(BRIEF)
Update the rows starting at the first line and ending at the line containing "[(92, 30), (93, 25), (91, 23), (85, 23), (85, 30)]", with "sponsor logo" replaced by "team crest" and everything else left the same. Give back only those lines.

[Start]

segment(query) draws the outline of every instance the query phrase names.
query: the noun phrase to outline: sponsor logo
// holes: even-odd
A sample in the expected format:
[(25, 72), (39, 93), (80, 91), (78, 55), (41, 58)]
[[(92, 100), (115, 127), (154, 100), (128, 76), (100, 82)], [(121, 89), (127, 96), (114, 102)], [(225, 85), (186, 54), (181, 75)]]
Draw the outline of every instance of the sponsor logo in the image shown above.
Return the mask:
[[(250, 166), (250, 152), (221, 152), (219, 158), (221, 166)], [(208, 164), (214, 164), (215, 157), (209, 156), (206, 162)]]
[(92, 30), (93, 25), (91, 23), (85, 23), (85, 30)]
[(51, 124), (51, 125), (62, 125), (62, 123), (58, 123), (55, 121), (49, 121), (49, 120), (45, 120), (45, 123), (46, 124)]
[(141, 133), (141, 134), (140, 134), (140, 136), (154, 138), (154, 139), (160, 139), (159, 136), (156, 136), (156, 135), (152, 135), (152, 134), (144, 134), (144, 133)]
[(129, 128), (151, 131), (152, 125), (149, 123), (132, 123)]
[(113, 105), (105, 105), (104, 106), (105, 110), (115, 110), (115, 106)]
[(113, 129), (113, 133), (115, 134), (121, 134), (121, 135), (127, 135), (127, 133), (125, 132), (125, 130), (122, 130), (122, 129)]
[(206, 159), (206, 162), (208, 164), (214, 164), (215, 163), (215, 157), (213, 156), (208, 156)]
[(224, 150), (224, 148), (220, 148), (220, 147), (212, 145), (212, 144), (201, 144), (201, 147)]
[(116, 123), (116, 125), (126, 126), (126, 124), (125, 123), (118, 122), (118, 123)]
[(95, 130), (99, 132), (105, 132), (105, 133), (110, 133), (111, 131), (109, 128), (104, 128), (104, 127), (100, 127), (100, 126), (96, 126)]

[End]

(RESPONSE TO THIS TASK)
segment(query) draws the outline of every instance the query phrase names.
query: the noun phrase to outline: team crest
// holes: even-odd
A sample in the expected format:
[(25, 72), (39, 93), (80, 91), (78, 55), (41, 58)]
[[(92, 100), (115, 127), (154, 100), (128, 76), (100, 82)], [(121, 89), (127, 96), (114, 102)], [(225, 85), (186, 54), (181, 75)]]
Draw the outline of every instance of the team crest in the image shown above.
Return the mask:
[[(250, 166), (250, 152), (221, 152), (219, 158), (221, 166)], [(208, 164), (214, 164), (215, 157), (209, 156), (206, 162)]]
[(92, 30), (93, 25), (91, 23), (85, 23), (85, 30)]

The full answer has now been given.